### TEXTAUSZUG
*-*-*

Der Wohlfühlfaktor steht normalerweise nicht unbedingt an erster Stelle, wenn ein Unternehmer erklären soll, wieso er erfolgreicher ist als ein Konkurrent. Doch bei Vollack ist das anders. Der Stahlbauer arbeitet in einer der härtesten Branchen - dem Bau, setzt dabei aber ganz bewusst auf Weiches wie den Wohlfühlfaktor. Diese Unternehmensphilosophie hat nun in Eisenach eine besondere Blüte hervorgebracht: Vollack betreibt dort ein Tagungszentrum, das voll und ganz auf die aus China stammende Feng-Shui-Lehre setzt, also darauf, dass in Gebäuden und Räumen Harmonie geschaffen werden kann, ja geschaffen werden muss. Denn so können zum Beispiel auf einer Fortbildung zuvor blockierte Energien fließen, so fühlen sich Mitarbeiter und Gäste wohl und so wachsen sie über sich hinaus. Und dann rechnet sich das Wohlfühlen auch in der Bilanz.

Von Ulrike Greim |
    " So, wie wir ständig all unsere Sinne brauchen, um die Projekte in dieser Anforderung durchzuführen, wollen wir natürlich auch in unsrem Tagungszentrum zeigen: wie kann man die Sinne anregen. Die Leute auf der einen Seite ein bisschen aus ihrem Alltagsstress herausholen, und sie hier zu ganz neuen Möglichkeiten inspirieren. Das heißt: Sinne anregen: Hören, Riechen, Fühlen und auch Schmecken."

    Anja Kukuk ist eine attraktive junge Frau, Leiterin des Vollack-Feng-Shui-Tagungszentrums in Eisenach. Das Stahlbau-Unternehmen mit Stammsitz in Karlsruhe hat hier mehrere Betriebe und im Gewerbegebiet Stedtfeld mit Blick auf die Wartburg nun ein eigens Schulungszentrum, das man auch mieten kann. Natürliche Farben und weiche Formen bestimmen das Bild. Holz, Bambus, Glas, Steine, auch Sand.

*-*-*

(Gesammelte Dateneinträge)

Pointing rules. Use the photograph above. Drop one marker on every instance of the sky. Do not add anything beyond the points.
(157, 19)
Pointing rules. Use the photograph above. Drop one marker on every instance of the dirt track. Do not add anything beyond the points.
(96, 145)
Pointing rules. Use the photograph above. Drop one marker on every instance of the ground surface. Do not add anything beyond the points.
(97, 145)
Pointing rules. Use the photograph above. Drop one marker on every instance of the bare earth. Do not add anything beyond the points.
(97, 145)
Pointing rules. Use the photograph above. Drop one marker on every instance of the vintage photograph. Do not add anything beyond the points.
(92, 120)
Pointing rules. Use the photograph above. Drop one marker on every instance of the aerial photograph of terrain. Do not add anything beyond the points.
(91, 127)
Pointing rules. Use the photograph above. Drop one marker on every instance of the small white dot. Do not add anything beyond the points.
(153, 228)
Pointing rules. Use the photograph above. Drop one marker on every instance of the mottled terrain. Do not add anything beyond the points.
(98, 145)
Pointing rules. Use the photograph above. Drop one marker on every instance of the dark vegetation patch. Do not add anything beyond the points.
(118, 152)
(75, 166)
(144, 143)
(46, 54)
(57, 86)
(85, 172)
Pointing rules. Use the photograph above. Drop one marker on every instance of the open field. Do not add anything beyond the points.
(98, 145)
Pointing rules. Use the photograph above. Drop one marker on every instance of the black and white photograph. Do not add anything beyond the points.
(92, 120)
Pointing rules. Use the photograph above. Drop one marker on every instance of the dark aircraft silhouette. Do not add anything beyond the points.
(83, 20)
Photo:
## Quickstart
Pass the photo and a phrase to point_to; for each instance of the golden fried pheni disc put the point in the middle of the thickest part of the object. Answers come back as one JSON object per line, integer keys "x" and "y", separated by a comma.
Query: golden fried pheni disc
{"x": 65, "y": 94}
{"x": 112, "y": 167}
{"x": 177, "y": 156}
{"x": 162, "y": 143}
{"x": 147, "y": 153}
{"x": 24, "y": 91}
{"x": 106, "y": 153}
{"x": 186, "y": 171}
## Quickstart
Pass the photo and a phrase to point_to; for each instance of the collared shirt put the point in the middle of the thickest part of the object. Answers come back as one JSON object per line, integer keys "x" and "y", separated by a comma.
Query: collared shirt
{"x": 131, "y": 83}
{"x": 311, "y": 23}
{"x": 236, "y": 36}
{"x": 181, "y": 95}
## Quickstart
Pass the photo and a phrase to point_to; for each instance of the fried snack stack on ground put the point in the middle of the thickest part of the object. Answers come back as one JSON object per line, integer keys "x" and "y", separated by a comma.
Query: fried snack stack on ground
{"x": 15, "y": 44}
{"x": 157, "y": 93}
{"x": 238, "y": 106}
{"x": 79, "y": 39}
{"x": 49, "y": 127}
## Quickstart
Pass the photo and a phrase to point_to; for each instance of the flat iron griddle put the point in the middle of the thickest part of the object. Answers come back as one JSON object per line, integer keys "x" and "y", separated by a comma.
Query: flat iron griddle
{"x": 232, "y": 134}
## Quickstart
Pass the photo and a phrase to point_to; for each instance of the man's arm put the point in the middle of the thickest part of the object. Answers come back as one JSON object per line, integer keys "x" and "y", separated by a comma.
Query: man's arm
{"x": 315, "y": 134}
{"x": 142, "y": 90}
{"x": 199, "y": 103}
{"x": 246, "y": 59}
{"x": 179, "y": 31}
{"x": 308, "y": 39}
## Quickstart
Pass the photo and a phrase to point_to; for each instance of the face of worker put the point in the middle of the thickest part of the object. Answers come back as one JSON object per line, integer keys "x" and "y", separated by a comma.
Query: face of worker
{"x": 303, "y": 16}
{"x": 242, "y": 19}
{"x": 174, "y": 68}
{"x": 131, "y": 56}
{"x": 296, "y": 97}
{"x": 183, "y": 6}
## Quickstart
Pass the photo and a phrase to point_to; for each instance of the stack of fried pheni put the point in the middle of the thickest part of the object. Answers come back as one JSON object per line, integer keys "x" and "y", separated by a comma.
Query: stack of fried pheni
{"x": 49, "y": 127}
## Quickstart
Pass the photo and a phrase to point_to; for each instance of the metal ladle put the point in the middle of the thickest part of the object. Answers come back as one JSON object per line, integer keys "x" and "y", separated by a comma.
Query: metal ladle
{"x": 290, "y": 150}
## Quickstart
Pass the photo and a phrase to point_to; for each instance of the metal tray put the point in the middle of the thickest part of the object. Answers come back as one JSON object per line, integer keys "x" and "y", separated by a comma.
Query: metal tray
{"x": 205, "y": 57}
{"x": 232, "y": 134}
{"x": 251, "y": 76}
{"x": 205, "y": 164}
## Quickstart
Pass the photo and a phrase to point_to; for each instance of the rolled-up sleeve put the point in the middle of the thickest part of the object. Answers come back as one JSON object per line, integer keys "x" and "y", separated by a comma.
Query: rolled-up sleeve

*-*-*

### ZIEL DER AUFGABE
Können Sie aus dem Text über das Feng-Shui-Tagungszentrum oben die Passage beginnend bei „Der Wohlfühlfaktor steht“ und endend bei „in der Bilanz.“ wörtlich wiedergeben?

### ERGEBNIS DIESER ÜBUNG
Der Wohlfühlfaktor steht normalerweise nicht unbedingt an erster Stelle, wenn ein Unternehmer erklären soll, wieso er erfolgreicher ist als ein Konkurrent. Doch bei Vollack ist das anders. Der Stahlbauer arbeitet in einer der härtesten Branchen - dem Bau, setzt dabei aber ganz bewusst auf Weiches wie den Wohlfühlfaktor. Diese Unternehmensphilosophie hat nun in Eisenach eine besondere Blüte hervorgebracht: Vollack betreibt dort ein Tagungszentrum, das voll und ganz auf die aus China stammende Feng-Shui-Lehre setzt, also darauf, dass in Gebäuden und Räumen Harmonie geschaffen werden kann, ja geschaffen werden muss. Denn so können zum Beispiel auf einer Fortbildung zuvor blockierte Energien fließen, so fühlen sich Mitarbeiter und Gäste wohl und so wachsen sie über sich hinaus. Und dann rechnet sich das Wohlfühlen auch in der Bilanz.